• WORK REQUIRED
Put the stretch of data from the line containing "In the photograph above, where can the wall" through the end of the data into a two-column CSV headed text and answer, with one row per text and its answer. Quote each field and turn line breaks into spaces.

• RECORDS TO PROCESS
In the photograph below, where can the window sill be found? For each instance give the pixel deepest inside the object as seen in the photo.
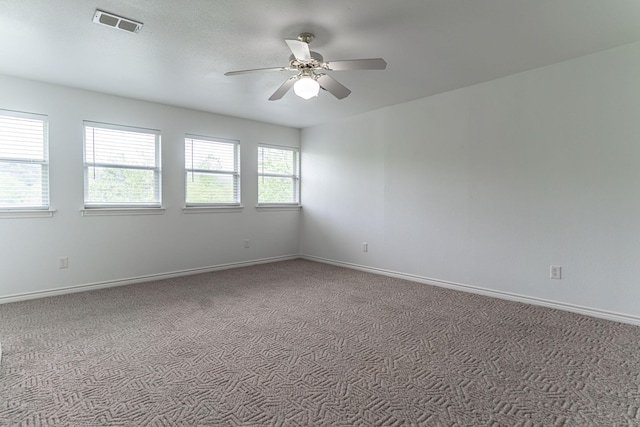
(26, 213)
(211, 209)
(121, 211)
(278, 207)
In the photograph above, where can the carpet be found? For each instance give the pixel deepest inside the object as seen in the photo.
(302, 343)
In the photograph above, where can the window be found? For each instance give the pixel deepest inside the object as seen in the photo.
(24, 161)
(121, 166)
(278, 175)
(212, 171)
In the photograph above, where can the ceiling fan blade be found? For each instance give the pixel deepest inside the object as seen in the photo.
(284, 88)
(356, 64)
(300, 50)
(256, 70)
(330, 84)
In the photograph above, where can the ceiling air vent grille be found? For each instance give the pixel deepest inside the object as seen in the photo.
(115, 21)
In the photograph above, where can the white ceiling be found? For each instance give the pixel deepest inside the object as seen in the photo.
(185, 47)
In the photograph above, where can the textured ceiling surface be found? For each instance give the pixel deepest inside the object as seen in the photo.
(185, 47)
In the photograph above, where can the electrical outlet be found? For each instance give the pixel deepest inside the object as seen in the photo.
(63, 262)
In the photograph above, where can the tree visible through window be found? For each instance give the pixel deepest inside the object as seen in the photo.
(212, 171)
(24, 163)
(121, 167)
(278, 175)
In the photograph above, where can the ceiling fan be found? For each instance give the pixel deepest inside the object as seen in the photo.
(310, 67)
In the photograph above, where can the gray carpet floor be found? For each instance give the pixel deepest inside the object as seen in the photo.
(303, 343)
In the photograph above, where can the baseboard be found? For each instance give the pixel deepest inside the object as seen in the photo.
(588, 311)
(140, 279)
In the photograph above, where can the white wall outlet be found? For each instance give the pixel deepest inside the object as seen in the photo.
(63, 262)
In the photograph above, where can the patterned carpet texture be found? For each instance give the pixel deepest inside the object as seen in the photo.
(299, 343)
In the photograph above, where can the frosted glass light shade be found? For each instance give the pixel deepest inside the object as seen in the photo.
(306, 87)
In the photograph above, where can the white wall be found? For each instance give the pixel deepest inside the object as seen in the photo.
(104, 249)
(490, 184)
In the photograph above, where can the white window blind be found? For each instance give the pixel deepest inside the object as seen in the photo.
(212, 171)
(121, 166)
(278, 175)
(24, 161)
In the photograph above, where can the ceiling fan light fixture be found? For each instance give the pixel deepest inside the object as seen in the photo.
(306, 87)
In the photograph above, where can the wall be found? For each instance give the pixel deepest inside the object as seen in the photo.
(112, 249)
(488, 185)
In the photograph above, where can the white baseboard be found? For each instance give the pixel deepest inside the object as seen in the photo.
(140, 279)
(593, 312)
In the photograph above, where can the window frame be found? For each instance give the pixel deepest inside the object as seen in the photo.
(40, 210)
(295, 177)
(235, 174)
(123, 207)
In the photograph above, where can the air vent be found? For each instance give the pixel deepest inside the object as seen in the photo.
(115, 21)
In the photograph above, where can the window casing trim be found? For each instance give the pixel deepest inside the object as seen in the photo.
(43, 210)
(156, 169)
(295, 177)
(200, 207)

• ANSWER TO THIS PROBLEM
text,answer
"In the photograph above, where can the wall be found? For each instance give the pixel deepest inside the object as seen in the photo.","(112, 249) (488, 185)"
"In the photograph above, where can the white baseboard be found? For each instance give the pixel deepest inside the object as seen in the photo.","(140, 279) (593, 312)"
"In the photograph above, where can the window frame be found? For each instance give the pixel deepest inside the object as seen in the photo.","(40, 210) (295, 177) (235, 174) (123, 207)"
"In the photograph above, where can the air vent be found? For each instance give the pixel deepest inside the object as seen in the photo.","(115, 21)"
"In the photograph above, where can the window casing trim be found? For each instance give the pixel deepest inside the object as seen in the photo.","(43, 210) (156, 169) (295, 177) (200, 207)"